BRIEF>
Count the lines in the entries below that contain the word "window". Reply with the number alone.

Rows from an object pointing dataset:

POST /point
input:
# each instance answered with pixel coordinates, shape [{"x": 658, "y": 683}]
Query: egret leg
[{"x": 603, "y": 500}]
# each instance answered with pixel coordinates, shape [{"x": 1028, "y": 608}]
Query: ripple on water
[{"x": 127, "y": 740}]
* * *
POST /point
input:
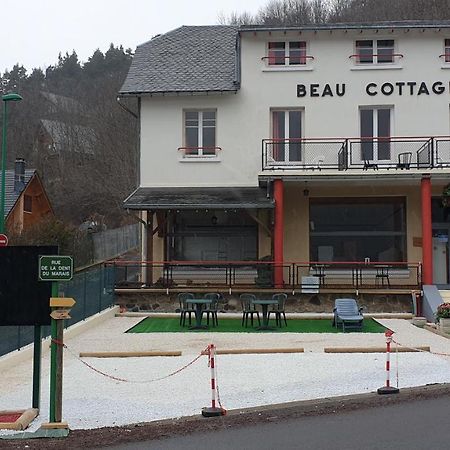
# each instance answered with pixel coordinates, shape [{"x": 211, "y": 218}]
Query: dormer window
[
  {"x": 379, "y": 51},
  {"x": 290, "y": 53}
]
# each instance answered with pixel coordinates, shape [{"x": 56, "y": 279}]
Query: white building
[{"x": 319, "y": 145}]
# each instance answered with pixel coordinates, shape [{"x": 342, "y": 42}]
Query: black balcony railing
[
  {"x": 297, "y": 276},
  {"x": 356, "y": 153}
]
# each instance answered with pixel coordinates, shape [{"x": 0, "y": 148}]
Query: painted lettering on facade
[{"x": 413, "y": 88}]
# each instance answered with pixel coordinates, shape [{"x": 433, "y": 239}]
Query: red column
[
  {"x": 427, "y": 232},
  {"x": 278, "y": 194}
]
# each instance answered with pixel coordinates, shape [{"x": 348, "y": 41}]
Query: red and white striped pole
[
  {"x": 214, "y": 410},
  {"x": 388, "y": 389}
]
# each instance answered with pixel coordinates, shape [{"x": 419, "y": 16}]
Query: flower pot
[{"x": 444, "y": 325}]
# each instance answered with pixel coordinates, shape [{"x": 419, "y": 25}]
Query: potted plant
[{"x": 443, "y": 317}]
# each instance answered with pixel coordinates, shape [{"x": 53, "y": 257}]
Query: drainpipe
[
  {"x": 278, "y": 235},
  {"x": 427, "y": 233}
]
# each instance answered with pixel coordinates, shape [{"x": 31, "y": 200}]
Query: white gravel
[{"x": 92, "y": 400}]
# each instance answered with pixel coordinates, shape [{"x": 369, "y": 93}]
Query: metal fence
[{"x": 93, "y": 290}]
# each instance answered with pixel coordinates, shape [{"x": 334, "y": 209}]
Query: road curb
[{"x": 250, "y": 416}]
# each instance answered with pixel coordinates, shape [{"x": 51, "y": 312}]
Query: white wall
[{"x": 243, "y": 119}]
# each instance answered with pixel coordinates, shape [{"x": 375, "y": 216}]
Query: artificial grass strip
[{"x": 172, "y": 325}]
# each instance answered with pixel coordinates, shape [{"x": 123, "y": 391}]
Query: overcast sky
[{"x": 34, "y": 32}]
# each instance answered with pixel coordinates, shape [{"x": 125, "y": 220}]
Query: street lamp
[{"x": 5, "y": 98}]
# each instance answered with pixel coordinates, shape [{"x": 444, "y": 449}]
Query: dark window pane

SOLUTION TO THIS EXERCISE>
2